Consegna:
Rispondi in base al testo fornito:
(a) Quante volte compare il termine irregolare/irregolarità in Amoris laetitia?
(b) In quale espressione è sempre presentato l'aggettivo in Amoris laetitia?
(c) Fino a quale anno il Codice Civile ha mantenuto la distinzione tra figli legittimi e figli illegittimi o naturali?

Ho letto l’articolo di Emanuele Tupputi recentemente pubblicato su SettimanaNews con il titolo Amoris laetitia: norma, misericordia e coscienza (cf. qui), e sono uscita dalla prima e rapida lettura con una fastidiosa sensazione di disagio, come quando si sfrega accidentalmente la mano su un foglio di carta vetrata. Inevitabile che ritornassi a leggere il pezzo in modo puntuale, per cercare di capire quali parole e quali passaggi m’avessero fatto da carta abrasiva.

Vite irregolari

La prima parola che mi ha sfregato la pelle è stato l’aggettivo irregolare. L’autore usa questa parola per indicare le persone divorziate che, dopo aver iniziato una nuova relazione, o si sono risposate civilmente o hanno scelto la convivenza senza matrimonio. Il termine ritorna nell’articolo una dozzina di volte, in parte anche per citare passaggi di Amoris laetitia, che pure a questo termine ricorre, per quanto in modo significativamente diverso.

Intanto, la frequenza d’uso: se in Amoris laetitia (56.500 parole complessive) il termine irregolare/irregolarità compare sei volte, nell’articolo di Tupputi (5.000 parole), lo stesso termine ritorna dodici volte. Papa Francesco usa questa espressione con una sorta di cautela, diluendola, per così dire, all’interno del suo lungo documento; l’uso ripetuto e insistito che ne fa Tupputi va, di contro, ad aumentare con decisione il peso specifico della parola all’interno del suo breve articolo e dei contenuti che con l’articolo vuole comunicare.

Poi, la forma: in Amoris laetitia l’aggettivo è sempre virgolettato e presentato all’interno dell’espressione situazioni cosiddette «irregolari»; nell’articolo del nostro, invece, il termine funge da attributo senza correttivi, se non nei casi in cui viene citato espressamente il documento del papa.

Da quelle virgolette e da quel cosiddette, passa un mondo. Le virgolette e il correttivo cosiddette/dette comunicano la consapevolezza del portato di violenza giudicante intrinseco all’aggettivo irregolare, e dicono la difficoltà di chi sta cercando una parola che possa definire una situazione senza risultare offensiva per chi, dentro quella situazione, ci vive. Dalle virgolette passa la delicatezza di chi sa quanto le parole possano essere cattive e, proprio per questo, nel caso in cui la lingua non metta a disposizione altre possibilità, per lo meno si premura di usare le parole cattive con circospezione, cercando di limitare le ferite. Sappiamo bene quanto abbia pesato, nella storia di innumerevoli persone, la distinzione tra figli legittimi e figli illegittimi o naturali, presente nel nostro Codice Civile fino al 2012. Figlio illegittimo. Figlia naturale. Figliastri. Vite bollate dal marchio offensivo di un pronunciamento mortificante.

Estratto dei dati:

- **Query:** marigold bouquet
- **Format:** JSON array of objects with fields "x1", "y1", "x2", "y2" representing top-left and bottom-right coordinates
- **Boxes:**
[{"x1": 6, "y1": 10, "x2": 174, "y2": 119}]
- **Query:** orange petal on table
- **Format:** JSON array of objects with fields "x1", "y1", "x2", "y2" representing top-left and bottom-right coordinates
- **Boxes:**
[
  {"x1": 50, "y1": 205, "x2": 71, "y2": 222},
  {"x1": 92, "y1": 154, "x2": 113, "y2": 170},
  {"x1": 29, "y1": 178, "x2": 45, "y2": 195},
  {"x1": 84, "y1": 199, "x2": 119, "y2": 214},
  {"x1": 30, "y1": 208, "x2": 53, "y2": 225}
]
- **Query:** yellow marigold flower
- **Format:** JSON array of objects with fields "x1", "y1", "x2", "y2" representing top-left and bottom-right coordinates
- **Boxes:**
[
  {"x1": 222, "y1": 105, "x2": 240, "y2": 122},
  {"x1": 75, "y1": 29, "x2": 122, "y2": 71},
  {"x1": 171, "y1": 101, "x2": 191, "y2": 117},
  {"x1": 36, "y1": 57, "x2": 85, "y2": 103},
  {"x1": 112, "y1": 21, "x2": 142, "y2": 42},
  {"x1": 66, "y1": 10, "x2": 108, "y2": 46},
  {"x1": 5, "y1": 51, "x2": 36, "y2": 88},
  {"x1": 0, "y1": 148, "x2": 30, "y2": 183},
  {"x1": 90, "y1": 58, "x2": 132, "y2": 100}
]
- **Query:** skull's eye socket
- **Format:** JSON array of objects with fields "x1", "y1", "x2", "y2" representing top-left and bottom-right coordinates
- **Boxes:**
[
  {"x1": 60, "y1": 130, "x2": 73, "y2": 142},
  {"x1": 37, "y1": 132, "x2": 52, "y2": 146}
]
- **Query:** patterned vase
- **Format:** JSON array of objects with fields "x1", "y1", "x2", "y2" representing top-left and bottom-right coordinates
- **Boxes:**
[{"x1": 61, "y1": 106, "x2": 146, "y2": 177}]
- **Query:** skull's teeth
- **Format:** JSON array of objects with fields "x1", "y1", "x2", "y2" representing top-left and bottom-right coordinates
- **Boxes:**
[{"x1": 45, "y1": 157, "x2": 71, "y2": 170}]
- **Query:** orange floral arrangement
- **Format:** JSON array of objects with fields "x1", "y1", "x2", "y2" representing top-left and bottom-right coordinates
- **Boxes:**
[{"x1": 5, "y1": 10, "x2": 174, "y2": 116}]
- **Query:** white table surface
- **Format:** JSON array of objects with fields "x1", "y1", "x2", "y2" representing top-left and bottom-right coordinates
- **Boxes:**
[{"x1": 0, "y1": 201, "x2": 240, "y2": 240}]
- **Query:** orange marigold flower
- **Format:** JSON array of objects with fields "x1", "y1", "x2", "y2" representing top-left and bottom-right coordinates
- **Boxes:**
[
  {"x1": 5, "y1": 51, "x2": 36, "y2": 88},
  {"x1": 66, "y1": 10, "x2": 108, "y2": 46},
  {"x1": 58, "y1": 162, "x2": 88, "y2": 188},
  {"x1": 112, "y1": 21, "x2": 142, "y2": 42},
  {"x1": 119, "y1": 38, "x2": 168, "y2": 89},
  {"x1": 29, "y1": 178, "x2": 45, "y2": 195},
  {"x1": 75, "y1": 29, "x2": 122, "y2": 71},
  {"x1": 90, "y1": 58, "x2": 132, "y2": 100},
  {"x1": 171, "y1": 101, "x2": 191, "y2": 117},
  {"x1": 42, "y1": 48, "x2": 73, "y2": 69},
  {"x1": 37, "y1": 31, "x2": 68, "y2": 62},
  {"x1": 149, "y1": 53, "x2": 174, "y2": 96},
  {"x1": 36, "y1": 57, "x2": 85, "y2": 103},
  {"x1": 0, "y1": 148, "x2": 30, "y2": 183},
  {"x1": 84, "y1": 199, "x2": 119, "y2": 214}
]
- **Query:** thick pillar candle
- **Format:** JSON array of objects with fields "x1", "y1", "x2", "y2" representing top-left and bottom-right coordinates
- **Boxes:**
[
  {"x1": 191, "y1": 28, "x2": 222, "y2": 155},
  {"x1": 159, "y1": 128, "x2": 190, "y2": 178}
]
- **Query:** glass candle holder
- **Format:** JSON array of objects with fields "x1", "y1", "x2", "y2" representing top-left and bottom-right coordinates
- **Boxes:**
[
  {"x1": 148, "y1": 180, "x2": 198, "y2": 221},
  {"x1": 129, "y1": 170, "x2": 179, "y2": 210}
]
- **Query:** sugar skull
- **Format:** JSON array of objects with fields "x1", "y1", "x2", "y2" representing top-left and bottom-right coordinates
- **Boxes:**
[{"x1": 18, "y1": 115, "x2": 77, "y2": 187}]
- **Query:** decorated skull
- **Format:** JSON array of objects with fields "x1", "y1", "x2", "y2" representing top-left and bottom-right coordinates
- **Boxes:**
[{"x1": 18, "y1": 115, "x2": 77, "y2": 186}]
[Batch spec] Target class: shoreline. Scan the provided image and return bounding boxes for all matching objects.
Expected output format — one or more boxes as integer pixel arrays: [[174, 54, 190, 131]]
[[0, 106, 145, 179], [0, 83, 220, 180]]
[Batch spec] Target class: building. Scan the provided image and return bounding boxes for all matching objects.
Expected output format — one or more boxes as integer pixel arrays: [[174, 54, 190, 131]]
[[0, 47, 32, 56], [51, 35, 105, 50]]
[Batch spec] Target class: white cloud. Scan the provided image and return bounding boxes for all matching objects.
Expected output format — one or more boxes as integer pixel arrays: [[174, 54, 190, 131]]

Soluzione:
(a) Sei volte.
(b) Situazioni cosiddette «irregolari».
(c) Fino al 2012.